SOURCE RECORDS =>

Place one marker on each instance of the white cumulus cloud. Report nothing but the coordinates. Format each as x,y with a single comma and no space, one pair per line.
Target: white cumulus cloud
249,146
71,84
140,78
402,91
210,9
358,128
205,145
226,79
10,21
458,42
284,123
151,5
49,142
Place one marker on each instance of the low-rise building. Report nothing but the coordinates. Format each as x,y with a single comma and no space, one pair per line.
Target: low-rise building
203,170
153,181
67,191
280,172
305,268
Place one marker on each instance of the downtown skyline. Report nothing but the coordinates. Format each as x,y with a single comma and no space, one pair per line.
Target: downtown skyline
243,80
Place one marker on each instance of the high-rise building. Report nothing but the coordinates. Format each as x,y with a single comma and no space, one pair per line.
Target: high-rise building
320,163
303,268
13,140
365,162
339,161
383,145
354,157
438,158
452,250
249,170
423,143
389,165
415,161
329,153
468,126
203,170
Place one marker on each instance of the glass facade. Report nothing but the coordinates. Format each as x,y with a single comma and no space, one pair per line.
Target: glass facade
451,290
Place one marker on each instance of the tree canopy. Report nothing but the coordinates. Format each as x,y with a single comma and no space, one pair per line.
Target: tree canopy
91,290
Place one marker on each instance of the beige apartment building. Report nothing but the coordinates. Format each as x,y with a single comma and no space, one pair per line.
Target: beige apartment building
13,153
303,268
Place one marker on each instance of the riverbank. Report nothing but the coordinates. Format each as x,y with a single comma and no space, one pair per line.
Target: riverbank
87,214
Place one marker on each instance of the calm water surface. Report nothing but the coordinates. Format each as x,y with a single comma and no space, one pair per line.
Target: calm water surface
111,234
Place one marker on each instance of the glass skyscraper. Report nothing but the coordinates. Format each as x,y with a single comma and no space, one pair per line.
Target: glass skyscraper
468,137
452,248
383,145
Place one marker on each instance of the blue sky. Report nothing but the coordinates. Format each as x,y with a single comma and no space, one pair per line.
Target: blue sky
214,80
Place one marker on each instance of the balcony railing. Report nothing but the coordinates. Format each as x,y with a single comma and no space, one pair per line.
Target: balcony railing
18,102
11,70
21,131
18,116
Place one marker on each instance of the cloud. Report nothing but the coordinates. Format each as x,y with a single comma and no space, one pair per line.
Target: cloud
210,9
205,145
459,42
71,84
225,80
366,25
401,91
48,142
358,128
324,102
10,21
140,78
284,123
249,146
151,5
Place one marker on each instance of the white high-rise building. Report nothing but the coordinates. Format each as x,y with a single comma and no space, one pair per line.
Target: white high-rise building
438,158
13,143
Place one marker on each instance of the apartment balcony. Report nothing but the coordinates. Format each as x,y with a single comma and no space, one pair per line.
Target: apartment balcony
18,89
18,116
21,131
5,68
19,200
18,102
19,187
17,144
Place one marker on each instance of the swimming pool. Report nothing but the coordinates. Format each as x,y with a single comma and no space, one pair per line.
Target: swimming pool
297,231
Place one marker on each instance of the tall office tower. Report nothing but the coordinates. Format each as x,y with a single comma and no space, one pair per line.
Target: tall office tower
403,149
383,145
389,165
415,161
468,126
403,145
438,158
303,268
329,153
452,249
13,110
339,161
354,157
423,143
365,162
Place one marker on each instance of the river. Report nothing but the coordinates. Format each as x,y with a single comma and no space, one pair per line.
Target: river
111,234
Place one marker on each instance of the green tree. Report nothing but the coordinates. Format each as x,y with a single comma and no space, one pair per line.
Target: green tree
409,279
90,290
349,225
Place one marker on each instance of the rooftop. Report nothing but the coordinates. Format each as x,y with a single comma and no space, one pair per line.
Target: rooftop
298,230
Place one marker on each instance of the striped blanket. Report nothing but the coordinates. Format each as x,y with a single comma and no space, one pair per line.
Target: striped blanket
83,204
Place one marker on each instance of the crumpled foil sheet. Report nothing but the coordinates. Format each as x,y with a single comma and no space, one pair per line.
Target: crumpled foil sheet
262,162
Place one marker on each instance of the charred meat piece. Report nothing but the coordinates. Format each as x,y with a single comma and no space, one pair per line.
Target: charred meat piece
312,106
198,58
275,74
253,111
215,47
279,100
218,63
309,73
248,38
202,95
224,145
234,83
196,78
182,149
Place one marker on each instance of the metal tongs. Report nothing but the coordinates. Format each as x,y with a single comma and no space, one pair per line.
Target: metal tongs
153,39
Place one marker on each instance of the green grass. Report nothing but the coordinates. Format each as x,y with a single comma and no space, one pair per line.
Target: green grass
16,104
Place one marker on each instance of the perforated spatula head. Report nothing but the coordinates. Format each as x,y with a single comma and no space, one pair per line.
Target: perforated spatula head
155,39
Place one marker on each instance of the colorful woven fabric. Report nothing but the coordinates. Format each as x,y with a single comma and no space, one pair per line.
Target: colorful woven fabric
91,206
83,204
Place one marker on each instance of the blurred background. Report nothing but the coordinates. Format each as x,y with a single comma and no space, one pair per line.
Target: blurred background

--

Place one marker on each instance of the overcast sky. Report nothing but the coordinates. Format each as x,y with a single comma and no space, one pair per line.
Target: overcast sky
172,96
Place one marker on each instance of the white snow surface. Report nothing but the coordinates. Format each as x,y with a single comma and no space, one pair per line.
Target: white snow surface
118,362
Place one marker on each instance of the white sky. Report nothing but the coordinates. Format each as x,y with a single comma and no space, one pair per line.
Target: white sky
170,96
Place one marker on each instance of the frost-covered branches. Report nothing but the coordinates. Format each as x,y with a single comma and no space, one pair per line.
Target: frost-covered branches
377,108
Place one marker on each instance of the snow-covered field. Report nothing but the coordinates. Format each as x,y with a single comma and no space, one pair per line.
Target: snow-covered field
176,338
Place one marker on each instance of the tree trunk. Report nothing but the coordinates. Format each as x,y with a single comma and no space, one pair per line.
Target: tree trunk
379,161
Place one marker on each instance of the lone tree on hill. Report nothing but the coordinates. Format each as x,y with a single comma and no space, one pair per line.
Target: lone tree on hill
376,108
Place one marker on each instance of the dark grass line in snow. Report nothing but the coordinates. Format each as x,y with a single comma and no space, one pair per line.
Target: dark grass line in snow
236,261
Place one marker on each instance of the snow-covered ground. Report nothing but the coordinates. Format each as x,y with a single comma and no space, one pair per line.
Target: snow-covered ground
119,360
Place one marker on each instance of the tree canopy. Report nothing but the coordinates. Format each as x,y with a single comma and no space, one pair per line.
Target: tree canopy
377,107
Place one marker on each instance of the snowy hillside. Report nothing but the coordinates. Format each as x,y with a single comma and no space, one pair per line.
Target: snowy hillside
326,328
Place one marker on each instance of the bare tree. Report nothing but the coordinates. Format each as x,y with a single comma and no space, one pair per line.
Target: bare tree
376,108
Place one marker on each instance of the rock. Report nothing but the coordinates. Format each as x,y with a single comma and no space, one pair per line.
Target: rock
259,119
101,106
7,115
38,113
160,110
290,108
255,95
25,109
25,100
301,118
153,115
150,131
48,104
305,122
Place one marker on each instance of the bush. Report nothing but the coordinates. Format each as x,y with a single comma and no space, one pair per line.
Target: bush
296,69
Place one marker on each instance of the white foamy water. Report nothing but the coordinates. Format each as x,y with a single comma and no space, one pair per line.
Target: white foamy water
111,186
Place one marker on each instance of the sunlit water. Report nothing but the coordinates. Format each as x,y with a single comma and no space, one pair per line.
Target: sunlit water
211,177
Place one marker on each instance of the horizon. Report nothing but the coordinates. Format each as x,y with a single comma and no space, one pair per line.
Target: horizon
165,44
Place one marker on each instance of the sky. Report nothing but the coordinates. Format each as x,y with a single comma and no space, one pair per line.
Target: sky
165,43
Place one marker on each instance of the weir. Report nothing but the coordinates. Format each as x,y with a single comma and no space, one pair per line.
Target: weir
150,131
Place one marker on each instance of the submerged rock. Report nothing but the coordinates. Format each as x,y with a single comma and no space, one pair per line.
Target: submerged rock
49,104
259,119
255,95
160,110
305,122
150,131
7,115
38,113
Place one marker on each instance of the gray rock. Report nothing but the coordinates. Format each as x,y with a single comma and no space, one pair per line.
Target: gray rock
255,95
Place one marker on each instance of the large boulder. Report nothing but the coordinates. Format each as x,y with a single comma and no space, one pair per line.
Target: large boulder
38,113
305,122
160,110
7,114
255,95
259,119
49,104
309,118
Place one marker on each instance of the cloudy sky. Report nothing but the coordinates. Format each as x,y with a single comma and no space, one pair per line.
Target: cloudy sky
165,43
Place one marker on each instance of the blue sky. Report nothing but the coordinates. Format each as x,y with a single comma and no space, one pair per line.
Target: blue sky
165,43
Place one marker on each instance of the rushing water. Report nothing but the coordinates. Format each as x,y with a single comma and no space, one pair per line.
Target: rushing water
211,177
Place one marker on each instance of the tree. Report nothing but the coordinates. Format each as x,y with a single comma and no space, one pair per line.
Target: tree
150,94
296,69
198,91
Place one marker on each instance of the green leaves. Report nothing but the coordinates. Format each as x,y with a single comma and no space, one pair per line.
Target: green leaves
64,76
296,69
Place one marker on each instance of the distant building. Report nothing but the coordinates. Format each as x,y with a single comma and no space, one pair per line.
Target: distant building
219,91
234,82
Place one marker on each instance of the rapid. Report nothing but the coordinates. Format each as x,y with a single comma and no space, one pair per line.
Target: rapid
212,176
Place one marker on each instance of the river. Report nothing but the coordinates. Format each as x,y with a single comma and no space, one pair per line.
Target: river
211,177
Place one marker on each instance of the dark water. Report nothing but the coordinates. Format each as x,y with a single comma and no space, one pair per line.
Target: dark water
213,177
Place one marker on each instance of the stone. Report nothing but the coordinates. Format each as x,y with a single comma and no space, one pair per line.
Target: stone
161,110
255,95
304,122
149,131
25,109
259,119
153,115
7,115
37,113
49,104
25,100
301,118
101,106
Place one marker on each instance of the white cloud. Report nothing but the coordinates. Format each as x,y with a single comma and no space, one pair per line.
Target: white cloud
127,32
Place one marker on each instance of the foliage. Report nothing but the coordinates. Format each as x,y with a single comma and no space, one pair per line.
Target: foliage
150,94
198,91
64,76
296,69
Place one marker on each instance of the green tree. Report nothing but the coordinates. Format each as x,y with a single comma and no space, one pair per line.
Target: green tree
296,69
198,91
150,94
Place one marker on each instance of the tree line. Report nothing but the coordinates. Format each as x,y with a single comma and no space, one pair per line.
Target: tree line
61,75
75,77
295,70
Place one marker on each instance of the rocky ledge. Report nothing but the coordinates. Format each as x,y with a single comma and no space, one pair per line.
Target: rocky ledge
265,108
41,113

---

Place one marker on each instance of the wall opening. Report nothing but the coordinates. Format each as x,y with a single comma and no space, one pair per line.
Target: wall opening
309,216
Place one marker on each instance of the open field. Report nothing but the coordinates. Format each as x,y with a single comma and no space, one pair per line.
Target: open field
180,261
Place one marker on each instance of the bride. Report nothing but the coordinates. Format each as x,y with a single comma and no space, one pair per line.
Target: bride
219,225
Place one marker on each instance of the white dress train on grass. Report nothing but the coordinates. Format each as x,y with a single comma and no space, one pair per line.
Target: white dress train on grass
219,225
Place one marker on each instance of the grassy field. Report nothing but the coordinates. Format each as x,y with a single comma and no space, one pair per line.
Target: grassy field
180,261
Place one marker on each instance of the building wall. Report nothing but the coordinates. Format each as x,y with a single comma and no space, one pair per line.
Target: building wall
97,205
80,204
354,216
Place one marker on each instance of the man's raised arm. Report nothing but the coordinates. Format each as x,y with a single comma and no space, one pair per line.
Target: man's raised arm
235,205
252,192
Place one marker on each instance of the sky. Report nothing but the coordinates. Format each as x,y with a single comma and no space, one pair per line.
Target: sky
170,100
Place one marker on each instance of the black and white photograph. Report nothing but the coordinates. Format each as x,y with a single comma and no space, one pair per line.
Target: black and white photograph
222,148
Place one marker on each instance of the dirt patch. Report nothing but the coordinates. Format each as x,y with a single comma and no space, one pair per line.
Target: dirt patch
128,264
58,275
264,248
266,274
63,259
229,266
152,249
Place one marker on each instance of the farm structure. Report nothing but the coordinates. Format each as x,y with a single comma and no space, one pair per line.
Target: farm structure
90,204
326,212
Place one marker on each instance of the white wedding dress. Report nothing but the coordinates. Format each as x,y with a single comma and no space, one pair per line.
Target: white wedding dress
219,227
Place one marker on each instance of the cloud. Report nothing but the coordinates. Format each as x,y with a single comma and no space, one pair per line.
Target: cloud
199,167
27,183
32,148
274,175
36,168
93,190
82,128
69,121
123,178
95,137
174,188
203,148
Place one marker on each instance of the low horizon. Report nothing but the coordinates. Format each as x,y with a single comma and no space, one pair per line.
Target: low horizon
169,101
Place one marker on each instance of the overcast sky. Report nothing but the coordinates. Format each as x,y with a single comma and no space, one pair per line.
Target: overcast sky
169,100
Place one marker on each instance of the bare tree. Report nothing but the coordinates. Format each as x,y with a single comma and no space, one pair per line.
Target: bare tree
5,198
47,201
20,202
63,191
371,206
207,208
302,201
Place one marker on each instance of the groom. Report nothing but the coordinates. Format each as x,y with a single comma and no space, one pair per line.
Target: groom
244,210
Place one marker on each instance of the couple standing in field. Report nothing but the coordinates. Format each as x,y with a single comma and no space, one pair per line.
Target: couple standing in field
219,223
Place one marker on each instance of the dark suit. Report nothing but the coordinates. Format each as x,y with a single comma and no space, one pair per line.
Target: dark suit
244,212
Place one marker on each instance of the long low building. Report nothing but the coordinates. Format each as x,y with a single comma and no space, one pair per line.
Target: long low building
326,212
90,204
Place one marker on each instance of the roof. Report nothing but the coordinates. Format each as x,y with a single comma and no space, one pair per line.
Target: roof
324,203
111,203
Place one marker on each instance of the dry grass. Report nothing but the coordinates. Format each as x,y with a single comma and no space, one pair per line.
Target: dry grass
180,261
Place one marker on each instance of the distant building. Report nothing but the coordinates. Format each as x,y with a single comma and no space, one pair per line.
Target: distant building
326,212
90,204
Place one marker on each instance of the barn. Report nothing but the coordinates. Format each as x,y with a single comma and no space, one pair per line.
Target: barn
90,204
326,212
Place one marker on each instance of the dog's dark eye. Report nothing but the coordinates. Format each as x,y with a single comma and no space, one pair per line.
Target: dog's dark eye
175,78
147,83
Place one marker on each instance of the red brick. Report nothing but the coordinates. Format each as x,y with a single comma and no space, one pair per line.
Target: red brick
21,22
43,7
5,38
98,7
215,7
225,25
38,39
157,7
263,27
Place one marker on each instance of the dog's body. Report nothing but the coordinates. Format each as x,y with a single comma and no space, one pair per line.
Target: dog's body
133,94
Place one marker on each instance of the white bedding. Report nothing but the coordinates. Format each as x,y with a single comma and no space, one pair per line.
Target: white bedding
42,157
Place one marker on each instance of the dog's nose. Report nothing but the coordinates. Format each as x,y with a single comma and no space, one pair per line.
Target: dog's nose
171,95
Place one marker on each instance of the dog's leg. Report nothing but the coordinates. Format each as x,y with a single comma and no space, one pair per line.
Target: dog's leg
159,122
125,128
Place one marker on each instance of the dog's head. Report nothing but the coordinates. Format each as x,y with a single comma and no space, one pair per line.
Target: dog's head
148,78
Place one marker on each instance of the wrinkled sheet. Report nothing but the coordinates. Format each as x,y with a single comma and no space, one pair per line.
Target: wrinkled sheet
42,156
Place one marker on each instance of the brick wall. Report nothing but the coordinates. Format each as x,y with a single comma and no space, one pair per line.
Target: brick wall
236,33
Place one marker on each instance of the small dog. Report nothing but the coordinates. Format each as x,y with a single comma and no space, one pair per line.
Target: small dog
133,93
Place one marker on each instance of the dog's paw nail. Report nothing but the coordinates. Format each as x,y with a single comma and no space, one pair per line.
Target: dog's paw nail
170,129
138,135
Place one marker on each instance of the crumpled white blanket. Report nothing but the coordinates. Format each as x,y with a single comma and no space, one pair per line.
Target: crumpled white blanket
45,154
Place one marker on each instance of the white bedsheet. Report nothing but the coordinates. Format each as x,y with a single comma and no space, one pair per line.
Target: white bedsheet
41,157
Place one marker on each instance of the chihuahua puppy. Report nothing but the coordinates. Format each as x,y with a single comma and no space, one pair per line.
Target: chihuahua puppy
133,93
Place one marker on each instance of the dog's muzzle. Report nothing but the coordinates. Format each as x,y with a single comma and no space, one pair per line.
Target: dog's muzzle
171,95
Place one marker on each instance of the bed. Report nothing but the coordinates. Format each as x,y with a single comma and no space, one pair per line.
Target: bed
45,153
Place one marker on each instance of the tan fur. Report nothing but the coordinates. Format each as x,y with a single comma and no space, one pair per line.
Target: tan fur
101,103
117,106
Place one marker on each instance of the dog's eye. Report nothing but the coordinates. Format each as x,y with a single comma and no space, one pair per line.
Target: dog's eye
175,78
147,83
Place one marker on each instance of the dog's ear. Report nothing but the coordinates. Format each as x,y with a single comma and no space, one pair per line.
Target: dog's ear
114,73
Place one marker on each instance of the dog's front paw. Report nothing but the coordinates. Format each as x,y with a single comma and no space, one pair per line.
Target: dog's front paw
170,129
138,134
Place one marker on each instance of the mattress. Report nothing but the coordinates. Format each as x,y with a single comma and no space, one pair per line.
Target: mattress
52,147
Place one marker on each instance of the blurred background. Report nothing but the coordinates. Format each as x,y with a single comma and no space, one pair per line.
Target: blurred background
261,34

INSTRUCTIONS FOR THE TASK =>
Above are the records; from them, give again exactly the lines from the one containing "Place one marker on each instance of the gray" to the one containing "Place one marker on each instance of the dark water.", both lines included, and nothing more.

SOLUTION TO THIS PROBLEM =>
Place one marker on each instance of the gray rock. Report nothing but the coordinates. Format each as x,y with a single comma and no space, one pair per line.
Target: gray rock
255,95
Place one marker on each instance of the large boulder. Report nothing but the coordinates. Format each as x,y with a single comma and no space, one pair per line.
Target: large boulder
38,113
305,122
160,110
7,114
255,95
259,119
49,104
309,118
Place one marker on each instance of the cloudy sky. Report nothing but the coordinates. Format each as x,y with a single comma and no space, one pair per line.
Target: cloudy sky
165,43
Place one marker on each instance of the blue sky. Report nothing but the coordinates. Format each as x,y with a single comma and no space, one pair per line.
Target: blue sky
165,43
Place one marker on each instance of the rushing water. Report nothing but the coordinates. Format each as x,y with a single comma and no space, one pair per line.
Target: rushing water
211,177
Place one marker on each instance of the tree. Report nothing but the coordinates. Format each as x,y with a single comma and no space, one pair per line.
Target: tree
150,94
296,69
198,91
Place one marker on each instance of the green leaves. Report nothing but the coordinates. Format each as x,y with a single comma and no space, one pair per line.
Target: green leaves
64,76
296,69
Place one marker on each instance of the distant building. Report nothing but the coordinates. Format each as x,y with a single comma and no space, one pair per line.
Target: distant building
219,91
234,82
Place one marker on each instance of the rapid. Report nothing but the coordinates. Format each as x,y with a single comma and no space, one pair per line.
Target: rapid
212,176
Place one marker on each instance of the river. Report nothing but the coordinates. Format each as x,y with a single comma and no space, one pair per line.
Target: river
211,177
Place one marker on each instance of the dark water. Report nothing but the coordinates. Format each as x,y with a single comma and no space, one pair per line.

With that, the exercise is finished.